## STATED EXERCISE
Find each line in the data below that contains the word "rock" and copy those lines. Case counts.

## begin DATA IN THIS EXERCISE

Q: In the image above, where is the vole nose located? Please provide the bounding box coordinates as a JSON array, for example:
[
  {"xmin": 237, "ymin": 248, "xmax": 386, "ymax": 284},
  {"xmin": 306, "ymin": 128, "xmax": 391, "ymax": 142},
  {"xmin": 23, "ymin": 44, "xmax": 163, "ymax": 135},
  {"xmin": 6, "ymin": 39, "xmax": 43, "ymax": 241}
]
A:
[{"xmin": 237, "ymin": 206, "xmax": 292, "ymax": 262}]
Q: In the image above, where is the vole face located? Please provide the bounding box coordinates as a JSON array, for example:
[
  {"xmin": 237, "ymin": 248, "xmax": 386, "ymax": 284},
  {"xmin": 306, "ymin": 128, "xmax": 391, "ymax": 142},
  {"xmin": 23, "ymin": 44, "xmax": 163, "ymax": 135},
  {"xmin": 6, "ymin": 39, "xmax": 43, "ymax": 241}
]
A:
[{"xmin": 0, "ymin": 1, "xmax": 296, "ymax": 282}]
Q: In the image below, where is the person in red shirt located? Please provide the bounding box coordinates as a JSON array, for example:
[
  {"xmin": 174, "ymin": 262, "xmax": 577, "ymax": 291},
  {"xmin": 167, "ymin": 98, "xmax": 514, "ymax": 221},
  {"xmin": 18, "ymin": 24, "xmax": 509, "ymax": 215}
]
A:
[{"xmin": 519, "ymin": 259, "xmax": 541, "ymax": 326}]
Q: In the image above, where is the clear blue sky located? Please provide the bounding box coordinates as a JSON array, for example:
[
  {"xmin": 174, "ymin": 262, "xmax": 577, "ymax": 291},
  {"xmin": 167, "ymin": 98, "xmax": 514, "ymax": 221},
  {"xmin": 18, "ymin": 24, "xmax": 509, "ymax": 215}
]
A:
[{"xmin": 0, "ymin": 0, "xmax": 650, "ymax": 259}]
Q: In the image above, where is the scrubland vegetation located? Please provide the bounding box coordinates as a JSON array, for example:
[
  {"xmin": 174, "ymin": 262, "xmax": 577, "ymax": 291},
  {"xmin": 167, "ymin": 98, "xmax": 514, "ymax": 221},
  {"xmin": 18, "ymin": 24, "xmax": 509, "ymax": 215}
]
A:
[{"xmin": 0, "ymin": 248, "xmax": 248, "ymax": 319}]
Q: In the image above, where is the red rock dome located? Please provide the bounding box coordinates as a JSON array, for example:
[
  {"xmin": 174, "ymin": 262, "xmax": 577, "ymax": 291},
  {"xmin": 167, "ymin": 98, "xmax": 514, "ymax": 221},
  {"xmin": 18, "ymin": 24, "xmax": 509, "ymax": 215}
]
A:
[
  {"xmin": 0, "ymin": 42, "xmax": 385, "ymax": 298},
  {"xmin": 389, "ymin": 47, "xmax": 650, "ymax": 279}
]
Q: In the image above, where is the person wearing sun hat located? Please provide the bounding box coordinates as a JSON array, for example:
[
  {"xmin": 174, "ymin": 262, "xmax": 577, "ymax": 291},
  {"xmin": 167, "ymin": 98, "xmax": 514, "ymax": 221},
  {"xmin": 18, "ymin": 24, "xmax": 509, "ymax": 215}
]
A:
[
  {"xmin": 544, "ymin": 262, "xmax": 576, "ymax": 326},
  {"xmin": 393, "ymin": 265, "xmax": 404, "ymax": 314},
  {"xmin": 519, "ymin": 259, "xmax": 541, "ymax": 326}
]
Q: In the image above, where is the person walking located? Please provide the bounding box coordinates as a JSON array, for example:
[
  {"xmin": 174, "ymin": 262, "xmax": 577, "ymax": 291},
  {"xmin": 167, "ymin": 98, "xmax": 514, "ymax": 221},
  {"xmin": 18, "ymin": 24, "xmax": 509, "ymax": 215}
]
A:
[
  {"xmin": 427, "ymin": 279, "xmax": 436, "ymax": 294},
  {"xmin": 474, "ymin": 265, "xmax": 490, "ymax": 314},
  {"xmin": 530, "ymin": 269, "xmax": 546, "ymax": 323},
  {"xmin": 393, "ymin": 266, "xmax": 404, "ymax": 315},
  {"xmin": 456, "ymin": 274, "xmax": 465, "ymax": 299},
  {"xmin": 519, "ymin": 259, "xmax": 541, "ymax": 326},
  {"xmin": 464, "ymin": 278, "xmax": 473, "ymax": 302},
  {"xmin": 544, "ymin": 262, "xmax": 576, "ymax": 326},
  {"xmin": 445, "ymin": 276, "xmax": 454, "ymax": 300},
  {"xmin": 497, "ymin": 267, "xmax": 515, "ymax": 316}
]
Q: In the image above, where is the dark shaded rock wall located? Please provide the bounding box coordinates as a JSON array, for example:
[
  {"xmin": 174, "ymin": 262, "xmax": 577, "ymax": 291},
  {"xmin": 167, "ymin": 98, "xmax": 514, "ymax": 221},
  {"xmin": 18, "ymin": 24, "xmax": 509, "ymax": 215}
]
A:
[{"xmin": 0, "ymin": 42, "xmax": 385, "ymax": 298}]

## end DATA IN THIS EXERCISE

## TASK RESULT
Q: In the image above, where is the red rock dome located? Please provide the bounding box coordinates as a JSON array, for example:
Q: In the image above, where is the dark shaded rock wall located? Please provide the bounding box coordinates as a JSON array, for example:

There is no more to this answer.